DATA SHOWN:
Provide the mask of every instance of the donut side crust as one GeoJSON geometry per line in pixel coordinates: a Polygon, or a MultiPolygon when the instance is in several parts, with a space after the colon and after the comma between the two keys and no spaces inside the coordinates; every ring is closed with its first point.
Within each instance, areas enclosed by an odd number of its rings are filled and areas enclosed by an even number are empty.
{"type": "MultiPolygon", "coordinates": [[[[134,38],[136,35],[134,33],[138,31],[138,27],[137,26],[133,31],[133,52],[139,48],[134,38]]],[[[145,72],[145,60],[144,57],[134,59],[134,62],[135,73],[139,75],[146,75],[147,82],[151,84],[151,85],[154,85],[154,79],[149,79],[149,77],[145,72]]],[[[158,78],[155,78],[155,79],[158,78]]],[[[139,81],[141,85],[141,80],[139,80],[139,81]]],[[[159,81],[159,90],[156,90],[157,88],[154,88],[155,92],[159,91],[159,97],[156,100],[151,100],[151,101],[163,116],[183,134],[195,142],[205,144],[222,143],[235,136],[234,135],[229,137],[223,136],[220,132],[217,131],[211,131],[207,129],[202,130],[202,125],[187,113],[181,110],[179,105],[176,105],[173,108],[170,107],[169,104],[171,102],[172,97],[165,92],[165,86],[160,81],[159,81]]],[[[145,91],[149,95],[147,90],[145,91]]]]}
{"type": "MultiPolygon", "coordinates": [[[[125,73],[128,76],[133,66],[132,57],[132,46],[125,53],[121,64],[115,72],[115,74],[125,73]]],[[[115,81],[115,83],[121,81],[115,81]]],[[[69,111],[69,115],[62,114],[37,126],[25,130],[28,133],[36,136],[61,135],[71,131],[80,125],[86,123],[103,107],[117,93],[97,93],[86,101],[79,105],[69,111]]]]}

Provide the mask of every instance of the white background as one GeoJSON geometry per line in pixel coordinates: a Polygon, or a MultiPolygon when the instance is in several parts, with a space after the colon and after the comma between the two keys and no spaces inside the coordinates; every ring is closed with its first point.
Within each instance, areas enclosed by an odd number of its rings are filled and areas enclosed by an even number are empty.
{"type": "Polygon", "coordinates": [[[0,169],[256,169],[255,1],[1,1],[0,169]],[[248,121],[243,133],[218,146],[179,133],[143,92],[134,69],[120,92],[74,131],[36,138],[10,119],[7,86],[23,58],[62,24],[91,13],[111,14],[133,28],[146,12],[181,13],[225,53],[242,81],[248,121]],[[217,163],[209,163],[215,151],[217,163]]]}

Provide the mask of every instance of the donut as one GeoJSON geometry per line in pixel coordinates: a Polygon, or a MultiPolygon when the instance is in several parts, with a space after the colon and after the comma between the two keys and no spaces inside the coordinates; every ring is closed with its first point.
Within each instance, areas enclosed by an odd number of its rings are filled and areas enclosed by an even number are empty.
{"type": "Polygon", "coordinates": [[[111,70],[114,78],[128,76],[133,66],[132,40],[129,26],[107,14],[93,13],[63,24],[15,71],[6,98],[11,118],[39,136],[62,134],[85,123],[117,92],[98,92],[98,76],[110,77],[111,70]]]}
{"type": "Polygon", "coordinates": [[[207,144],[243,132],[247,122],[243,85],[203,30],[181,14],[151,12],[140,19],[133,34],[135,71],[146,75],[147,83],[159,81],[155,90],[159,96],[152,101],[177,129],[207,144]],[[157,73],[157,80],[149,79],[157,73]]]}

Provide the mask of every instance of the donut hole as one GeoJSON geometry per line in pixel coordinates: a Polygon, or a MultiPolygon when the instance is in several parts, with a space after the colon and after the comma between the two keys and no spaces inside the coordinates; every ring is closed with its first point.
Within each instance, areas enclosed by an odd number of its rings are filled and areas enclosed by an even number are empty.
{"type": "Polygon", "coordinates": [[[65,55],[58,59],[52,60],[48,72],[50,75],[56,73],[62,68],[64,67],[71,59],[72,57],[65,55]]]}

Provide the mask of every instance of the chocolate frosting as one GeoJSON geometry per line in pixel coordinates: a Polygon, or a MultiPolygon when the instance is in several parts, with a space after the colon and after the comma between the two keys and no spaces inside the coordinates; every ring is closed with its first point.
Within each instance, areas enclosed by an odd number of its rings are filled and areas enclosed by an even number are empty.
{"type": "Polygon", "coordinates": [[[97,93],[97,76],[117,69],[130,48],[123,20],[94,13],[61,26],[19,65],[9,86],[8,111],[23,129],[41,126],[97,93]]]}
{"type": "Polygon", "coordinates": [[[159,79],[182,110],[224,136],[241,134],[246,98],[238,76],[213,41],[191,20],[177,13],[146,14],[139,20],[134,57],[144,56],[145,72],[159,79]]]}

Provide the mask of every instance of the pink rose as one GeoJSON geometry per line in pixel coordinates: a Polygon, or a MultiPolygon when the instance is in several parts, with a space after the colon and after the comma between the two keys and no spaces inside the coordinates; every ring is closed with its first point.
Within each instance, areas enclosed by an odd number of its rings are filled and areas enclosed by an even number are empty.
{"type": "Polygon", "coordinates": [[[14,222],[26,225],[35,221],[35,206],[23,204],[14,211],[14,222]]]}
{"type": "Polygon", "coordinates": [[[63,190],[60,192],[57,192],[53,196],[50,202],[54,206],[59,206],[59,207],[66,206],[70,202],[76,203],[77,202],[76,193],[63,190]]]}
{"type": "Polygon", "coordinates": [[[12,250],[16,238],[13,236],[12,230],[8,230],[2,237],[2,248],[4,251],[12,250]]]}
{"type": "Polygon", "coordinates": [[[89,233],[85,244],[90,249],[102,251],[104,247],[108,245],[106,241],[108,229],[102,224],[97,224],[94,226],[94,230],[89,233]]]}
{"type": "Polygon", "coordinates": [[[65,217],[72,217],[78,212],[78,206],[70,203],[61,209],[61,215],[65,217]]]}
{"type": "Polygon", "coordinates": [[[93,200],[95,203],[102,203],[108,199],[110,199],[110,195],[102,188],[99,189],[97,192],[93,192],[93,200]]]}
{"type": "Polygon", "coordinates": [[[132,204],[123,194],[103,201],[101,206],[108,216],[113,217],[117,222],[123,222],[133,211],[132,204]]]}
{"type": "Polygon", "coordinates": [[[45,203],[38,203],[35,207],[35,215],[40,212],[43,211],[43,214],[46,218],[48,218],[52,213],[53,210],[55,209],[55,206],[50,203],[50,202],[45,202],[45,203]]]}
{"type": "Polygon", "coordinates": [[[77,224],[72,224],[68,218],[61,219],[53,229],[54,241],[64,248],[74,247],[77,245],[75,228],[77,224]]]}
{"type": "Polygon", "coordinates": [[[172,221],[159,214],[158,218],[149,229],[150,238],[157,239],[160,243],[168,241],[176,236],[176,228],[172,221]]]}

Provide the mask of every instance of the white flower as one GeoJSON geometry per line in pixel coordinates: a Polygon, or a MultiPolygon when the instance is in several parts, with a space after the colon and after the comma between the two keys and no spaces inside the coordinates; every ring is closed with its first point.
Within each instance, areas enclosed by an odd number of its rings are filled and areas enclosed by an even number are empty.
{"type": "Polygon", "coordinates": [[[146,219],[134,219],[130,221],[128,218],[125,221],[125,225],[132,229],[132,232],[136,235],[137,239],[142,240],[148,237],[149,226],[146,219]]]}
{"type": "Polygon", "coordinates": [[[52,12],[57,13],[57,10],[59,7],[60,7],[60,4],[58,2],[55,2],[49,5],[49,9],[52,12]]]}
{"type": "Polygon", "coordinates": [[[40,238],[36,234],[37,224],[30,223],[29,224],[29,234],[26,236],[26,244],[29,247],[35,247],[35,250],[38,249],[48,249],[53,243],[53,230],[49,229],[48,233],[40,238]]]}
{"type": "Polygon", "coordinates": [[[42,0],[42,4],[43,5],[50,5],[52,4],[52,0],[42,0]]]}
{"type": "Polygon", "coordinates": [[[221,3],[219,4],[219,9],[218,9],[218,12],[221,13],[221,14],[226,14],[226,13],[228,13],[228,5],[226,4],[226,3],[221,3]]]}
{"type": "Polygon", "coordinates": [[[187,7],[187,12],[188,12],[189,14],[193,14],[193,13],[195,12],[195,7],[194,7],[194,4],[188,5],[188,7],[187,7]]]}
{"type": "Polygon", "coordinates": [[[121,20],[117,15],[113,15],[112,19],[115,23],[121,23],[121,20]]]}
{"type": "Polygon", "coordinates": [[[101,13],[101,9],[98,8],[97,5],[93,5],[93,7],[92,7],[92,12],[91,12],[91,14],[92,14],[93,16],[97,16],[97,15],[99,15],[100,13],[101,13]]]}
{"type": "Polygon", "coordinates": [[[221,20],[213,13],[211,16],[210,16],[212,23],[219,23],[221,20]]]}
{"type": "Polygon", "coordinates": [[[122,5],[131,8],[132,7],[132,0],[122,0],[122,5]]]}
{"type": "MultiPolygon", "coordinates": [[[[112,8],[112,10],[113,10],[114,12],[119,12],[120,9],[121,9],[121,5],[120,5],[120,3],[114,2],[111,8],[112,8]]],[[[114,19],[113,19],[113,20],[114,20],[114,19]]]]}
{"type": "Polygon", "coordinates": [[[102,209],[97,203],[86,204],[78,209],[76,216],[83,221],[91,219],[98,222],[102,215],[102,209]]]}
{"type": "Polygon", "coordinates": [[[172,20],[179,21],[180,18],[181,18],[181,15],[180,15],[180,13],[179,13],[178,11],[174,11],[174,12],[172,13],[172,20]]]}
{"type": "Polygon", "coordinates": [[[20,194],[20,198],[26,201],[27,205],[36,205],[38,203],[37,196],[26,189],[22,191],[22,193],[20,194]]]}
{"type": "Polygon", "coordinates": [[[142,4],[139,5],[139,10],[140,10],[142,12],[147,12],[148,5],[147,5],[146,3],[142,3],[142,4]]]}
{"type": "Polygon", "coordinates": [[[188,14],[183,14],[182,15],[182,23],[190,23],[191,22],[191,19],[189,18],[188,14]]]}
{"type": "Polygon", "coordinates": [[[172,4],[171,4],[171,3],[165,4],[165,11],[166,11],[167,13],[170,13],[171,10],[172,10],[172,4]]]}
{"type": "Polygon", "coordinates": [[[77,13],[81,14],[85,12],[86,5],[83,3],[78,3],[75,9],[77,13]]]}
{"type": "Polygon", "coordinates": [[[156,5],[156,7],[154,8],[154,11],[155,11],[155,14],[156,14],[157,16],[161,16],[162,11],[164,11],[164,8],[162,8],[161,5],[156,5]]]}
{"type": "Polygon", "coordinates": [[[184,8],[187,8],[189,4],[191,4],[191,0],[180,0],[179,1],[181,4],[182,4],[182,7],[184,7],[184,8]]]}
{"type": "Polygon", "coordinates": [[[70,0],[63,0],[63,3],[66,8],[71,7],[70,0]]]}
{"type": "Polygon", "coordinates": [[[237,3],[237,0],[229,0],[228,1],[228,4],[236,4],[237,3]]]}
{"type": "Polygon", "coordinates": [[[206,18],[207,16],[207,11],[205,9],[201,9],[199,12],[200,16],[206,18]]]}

DIRECTIONS FOR THIS TASK: Find every line in the listing above that contains the string "white" and copy each one. Matching is case-sensitive.

THE RESPONSE:
Provide the mask of every instance of the white background as one GeoJSON geometry per line in pixel coordinates: a Polygon, or a MultiPolygon when the instance is in several parts, with a space after the colon and after the comma between the two keys and no spaces inside the coordinates; every ring is closed with its first point.
Provide the mask of every instance of the white flower as one GeoJSON geometry per line in pixel coordinates: a Polygon, or a MultiPolygon when the instance is in several parts, with a space after the colon and after the comma between the two keys and no spaces inside the coordinates; every ring is closed with its first point.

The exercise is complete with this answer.